HALAMAN »
================================
Perspektif

Sekolah Islam Moderat: Potret dan Strategi Guru PAI

4 Mins read

Pendidikan Agama Islam (PAI) di sekolah mempunyai sejumlah fungsi, di antaranya: berfungsi menyampaikan ajaran Islam yang benar dan menangkal paham-paham keagamaan yang ekstrem dan radikal. Paham-paham keagamaan yang ekstrem dan radikal bukan hanya berbahaya bagi perkembangan doktrin-doktrin agama itu sendiri tapi juga bagi kehidupan beragama masyarakat.

Dalam konteks Indonesia yang majemuk dalam hal agama, paham keagamaan yang ekstrem dan sempalan jelas tidak kondusif. Paham demikian bukan hanya merusak kerukunan hidup antar umat beragama, melainkan bahkan dapat menyulut konflik antar agama. Hal ini disebabkan karena paham keagamaan ekstrem dicirikan oleh eksklusivitas dan klaim kebenaran yang bersifat intoleran terhadap agama-agama lain.

Fungsi lain dari Pendidikan Agama Islam di sekolah adalah memberikan pengayoman terhadap kegiatan-kegiatan keagamaan di sekolah. Kegiatan keagamaan di sekolah merupakan kegiatan yang hampir rutin diselenggarakan seperti PHBI, rihlah dakwah, kajian keagamaan, rohis, dan sebagainya.
================================
TUGAS DAN LATIHAN »
1. Menurut artikel tentang Pendidikan Agama Islam di sekolah, apa ciri paham keagamaan ekstrem?
2. Teruskan artikel tentang Pendidikan Agama Islam di sekolah, mulai sesudah kalimat terakhirnya.

Cuplikan dari kumpulan data »
================================
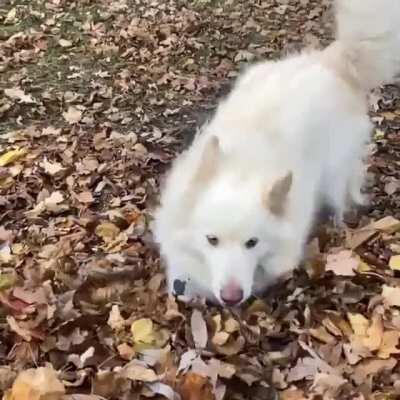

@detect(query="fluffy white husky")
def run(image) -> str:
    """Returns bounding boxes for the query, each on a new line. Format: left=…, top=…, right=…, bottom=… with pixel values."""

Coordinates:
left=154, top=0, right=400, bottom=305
================================
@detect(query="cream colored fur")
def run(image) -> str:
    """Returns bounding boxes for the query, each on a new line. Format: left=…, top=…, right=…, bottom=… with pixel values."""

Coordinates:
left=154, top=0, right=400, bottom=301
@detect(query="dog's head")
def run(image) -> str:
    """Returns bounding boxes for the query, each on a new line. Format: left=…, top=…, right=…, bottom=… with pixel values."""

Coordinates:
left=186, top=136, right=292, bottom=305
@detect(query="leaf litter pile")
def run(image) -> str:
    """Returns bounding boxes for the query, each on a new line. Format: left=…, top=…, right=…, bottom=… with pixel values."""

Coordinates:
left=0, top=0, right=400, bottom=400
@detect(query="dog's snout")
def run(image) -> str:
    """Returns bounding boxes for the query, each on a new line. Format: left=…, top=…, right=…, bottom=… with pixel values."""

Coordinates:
================================
JAWABAN TIAP TUGAS »
1. Paham keagamaan ekstrem dicirikan oleh eksklusivitas dan klaim kebenaran yang intoleran terhadap agama-agama lain.

2.
Kegiatan-kegiatan tersebut bukan saja sangat bermanfaat bagi siswa, tetapi juga masyarakat sekolah pada umumnya. Dari segi siswa, proses internalisasi nilai-nilai agama akan semakin intensif, sedangkan dari sisi sekolah, suasana religius akan mewarnai kehidupan sekolah.

Oleh karena itu, kegiatan semacam ini tidak boleh dibiarkan berjalan tanpa bimbingan dan pengayoman, terutama dari guru Pendidikan Agama Islam. Dengan demikian, kegiatan yang dilaksanakan bukan saja akan berjalan lancar, tetapi juga tertutup dari kemungkinan munculnya kegiatan-kegiatan yang bertendensi ekstrem dan fundamentalis.

Nah, berikut ini kita potretkan beberapa gambaran masalah yang menceritakan kejadian-kejadian yang berkaitan dengan problematika keberagamaan dan juga pembelajaran Pendidikan Agama Islam di sekolah yang menyiratkan bahwa pemahaman agama yang mentolerir tindakan kekerasan atas nama agama kerap terjadi.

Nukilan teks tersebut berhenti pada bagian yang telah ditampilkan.